-- SOURCE DATA follows --

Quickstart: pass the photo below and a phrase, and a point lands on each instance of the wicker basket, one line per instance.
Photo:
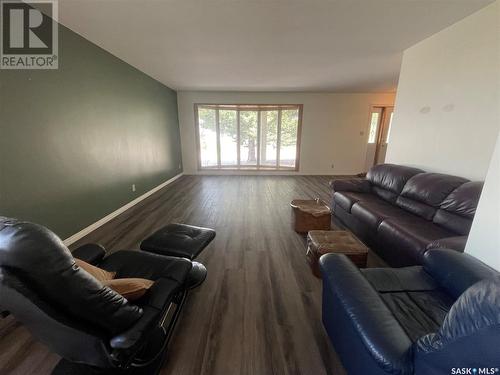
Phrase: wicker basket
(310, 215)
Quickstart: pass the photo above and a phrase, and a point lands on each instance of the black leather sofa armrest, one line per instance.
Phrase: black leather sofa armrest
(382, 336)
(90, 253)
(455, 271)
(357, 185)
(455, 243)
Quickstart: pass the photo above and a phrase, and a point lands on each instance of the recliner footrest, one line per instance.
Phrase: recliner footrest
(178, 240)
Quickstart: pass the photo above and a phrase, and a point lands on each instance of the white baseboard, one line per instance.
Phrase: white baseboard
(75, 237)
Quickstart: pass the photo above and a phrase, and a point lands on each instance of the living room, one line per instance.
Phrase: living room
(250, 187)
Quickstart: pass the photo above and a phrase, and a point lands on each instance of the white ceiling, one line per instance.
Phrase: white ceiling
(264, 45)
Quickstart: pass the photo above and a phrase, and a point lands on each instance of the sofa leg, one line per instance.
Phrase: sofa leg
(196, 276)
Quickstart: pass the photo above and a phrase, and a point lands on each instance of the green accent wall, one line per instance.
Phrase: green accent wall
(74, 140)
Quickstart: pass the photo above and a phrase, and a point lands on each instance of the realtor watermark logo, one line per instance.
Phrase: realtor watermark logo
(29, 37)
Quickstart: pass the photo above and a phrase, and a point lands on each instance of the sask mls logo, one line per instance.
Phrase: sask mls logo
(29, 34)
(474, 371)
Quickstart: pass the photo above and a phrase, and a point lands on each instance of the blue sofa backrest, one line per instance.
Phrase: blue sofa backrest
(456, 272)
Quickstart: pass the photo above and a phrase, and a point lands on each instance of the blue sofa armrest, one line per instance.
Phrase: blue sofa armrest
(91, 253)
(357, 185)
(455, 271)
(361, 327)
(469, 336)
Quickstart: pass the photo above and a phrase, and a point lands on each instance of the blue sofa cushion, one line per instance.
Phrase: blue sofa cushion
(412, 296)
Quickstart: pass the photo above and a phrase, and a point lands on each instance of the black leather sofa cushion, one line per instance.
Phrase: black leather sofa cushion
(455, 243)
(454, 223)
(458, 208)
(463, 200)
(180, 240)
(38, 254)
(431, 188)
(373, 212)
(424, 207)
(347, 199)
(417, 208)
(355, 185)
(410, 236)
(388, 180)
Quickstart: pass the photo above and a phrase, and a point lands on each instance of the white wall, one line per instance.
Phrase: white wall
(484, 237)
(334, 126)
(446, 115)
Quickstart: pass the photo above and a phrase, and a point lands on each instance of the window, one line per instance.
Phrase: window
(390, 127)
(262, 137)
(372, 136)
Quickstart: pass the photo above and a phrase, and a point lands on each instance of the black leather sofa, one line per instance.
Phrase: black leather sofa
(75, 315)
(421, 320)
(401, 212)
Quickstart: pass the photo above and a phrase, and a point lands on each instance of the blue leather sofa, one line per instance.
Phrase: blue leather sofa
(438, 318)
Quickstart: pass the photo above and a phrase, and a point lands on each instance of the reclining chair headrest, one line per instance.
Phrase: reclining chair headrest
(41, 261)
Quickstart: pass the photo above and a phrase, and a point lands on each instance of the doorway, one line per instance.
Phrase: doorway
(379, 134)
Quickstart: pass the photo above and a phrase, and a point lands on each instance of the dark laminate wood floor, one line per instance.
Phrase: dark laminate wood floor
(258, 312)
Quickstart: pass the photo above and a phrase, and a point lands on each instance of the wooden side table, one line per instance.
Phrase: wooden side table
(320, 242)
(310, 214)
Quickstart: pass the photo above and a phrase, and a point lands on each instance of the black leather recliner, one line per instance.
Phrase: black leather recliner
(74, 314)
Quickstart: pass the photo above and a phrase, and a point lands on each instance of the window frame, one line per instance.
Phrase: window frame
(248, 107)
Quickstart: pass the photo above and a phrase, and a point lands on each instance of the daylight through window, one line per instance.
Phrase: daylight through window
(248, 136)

-- SOURCE DATA concluded --

= AIM OF THE EXERCISE =
Each line from the first line of the data above through the one containing "leather sofa armrest, one line per instance." must be set down exactly; the pictures must not be.

= EXERCISE ANSWER =
Quickstart: pass the photo below and a phrase, and a point lands on each instance of the wicker basket, one line per instance.
Photo:
Phrase: wicker basket
(310, 215)
Quickstart: pass the photo above and a phrase, and a point lands on each instance of the black leather sofa armrest, one line per instance.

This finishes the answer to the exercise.